● Görev 1
Kürt sorunu üzerine yazıdaki "Bakın, öncesi bir yana" diye başlayan paragrafı ana bilgilerini koruyarak kısa maddeler halinde yeniden yaz.
● Görev 2
Kayıtlarda "jacket" sözcüğünü içeren satırların hepsini döndür.

● Gösterilen metin
********
Bakın, bilerek ya da bilmeyerek konuyla ilgili konuşanların unuttuğu bir gerçek de şudur: Kürt sorununun mağduru en başta Kürtlerdir. Buna rağmen barış istiyorlar. Özellikle de acısını bağrına basmış barış isteyen yüce gönüllü Kürt anneleri. Savaşın ne olduğunu, evlat acısını, yerinden yurdundan edilmiş olmayı, işkence ve eziyetin her türünü, hapishaneleri, dağları bildikleri için…
“Sen okumuş yazmış, bu işleri bilen adamsın, bu sefer barış olacak mı sahiden? Yine bir oyun mu oynuyorlar bize? Barış umudumuza kan mı sıçrayacak yine?” diyen bir anneye ne cevap vermeliyim?
Egemen medyada sözüm ona bu meseleyi tartışanlar “devlet” diyor, “millet” diyor, “terörsüz Türkiye” diyor ama yıllardır bu sorunun en çok acısını, çilesini, eziyetini çekenlerin de onuru, gururu, haysiyeti ve umutları olduğunu görmezden, duymazdan, bilmezden geliyorlar! Meseleye bir de Kürtler açısından bakmak lazım diyenden bucak bucak kaçıyorlar; dilleri ve akılları tutuluyor…
Bakın, öncesi bir yana, 90’lı yıllardaki JİTEM cinayetleriyle ilgili zor bela açılan davaların her biri “zaman aşımı”, “delil yetersizliği” gibi gerekçelerle “aklandı” ve kapatıldı. Numunelik bir davada bile sanıklar için ceza kararı çıkmadı. Mesela Vartinis davasında: 3 Ekim 1993’te Vartinis’e gelen askerler, “örgüte yardım ettikleri” iddiasıyla köyü ateşe verdi. Köyde evleri ateşe verilen Nasır ve Eşref Öğüt çifti, en büyüğü 12, en küçüğü 3 yaşında olan çocukları Sevim, Sevda, Mehmet Şakir, Mehmet Şirin, Cihan, Aycan ve Çınar Öğüt’le birlikte yakılarak öldürüldü. O gece tesadüfen evde olmadığı için katliamdan tesadüfen kurtulan Aysel Öğüt, katillerin yargılanması için gayret etti. Öğüt’ün suç duyurusu üzerine Muş Cumhuriyet Başsavcılığı, görevsizlik kararı vererek dosyayı Diyarbakır Devlet Güvenlik Mahkemesi Başsavcılığı’na gönderdi. DGM Başsavcılığı ise, dosyayı “faillerin belli olmadığı terör eylemi” olarak değerlendirip kapattı.
********
● Verilen kayıtlar
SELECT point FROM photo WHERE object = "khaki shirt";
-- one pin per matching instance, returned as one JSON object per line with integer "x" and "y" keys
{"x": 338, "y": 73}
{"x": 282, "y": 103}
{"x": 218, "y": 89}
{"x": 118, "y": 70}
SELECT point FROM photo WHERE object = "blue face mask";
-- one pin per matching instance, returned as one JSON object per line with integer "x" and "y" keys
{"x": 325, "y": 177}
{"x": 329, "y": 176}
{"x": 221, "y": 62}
********
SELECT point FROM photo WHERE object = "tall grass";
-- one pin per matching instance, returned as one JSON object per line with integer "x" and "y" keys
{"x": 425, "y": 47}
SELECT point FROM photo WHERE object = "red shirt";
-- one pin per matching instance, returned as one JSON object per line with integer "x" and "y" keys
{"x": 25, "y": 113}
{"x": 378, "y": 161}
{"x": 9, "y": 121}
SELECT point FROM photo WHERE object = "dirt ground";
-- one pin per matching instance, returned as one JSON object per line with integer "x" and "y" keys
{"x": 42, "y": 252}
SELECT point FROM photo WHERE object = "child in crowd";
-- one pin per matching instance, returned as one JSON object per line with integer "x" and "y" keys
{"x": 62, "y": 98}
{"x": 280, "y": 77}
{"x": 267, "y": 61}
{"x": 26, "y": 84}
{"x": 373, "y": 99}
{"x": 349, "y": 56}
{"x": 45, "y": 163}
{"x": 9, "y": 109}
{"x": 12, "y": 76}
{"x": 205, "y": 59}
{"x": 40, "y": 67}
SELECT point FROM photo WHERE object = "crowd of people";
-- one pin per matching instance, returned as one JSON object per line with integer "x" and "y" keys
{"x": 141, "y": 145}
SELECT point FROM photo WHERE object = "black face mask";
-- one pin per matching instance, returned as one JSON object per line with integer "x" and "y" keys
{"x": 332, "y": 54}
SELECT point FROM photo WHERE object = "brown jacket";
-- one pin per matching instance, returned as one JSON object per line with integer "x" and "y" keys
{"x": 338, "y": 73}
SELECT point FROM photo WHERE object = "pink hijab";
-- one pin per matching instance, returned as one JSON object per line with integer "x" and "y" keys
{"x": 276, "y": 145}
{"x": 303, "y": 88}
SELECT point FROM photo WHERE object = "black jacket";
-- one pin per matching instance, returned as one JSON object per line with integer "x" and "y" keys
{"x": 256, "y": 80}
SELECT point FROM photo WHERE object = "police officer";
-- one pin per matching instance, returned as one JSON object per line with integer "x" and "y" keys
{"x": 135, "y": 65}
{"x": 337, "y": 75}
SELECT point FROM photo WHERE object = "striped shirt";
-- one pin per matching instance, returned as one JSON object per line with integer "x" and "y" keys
********
● Çözüm 1
- 90'lı yıllardaki JİTEM cinayetleriyle ilgili açılan davalar "zaman aşımı", "delil yetersizliği" gibi gerekçelerle kapatıldı. Numunelik bir davada bile sanıklara ceza verilmedi.
- Örnek Vartinis davasıdır. 3 Ekim 1993'te askerler, köylülerin "örgüte yardım ettikleri" iddiasıyla Vartinis köyünü ateşe verdi.
- Nasır ve Eşref Öğüt çifti, en büyüğü 12, en küçüğü 3 yaşında olan yedi çocuklarıyla birlikte yakılarak öldürüldü.
- O gece evde olmadığı için kurtulan Aysel Öğüt, katillerin yargılanması için suç duyurusunda bulundu.
- Muş Cumhuriyet Başsavcılığı görevsizlik kararı verip dosyayı Diyarbakır DGM Başsavcılığı'na gönderdi. DGM Başsavcılığı da olayı "faillerin belli olmadığı terör eylemi" sayarak dosyayı kapattı.

● Çözüm 2
SELECT point FROM photo WHERE object = "brown jacket";
SELECT point FROM photo WHERE object = "black jacket";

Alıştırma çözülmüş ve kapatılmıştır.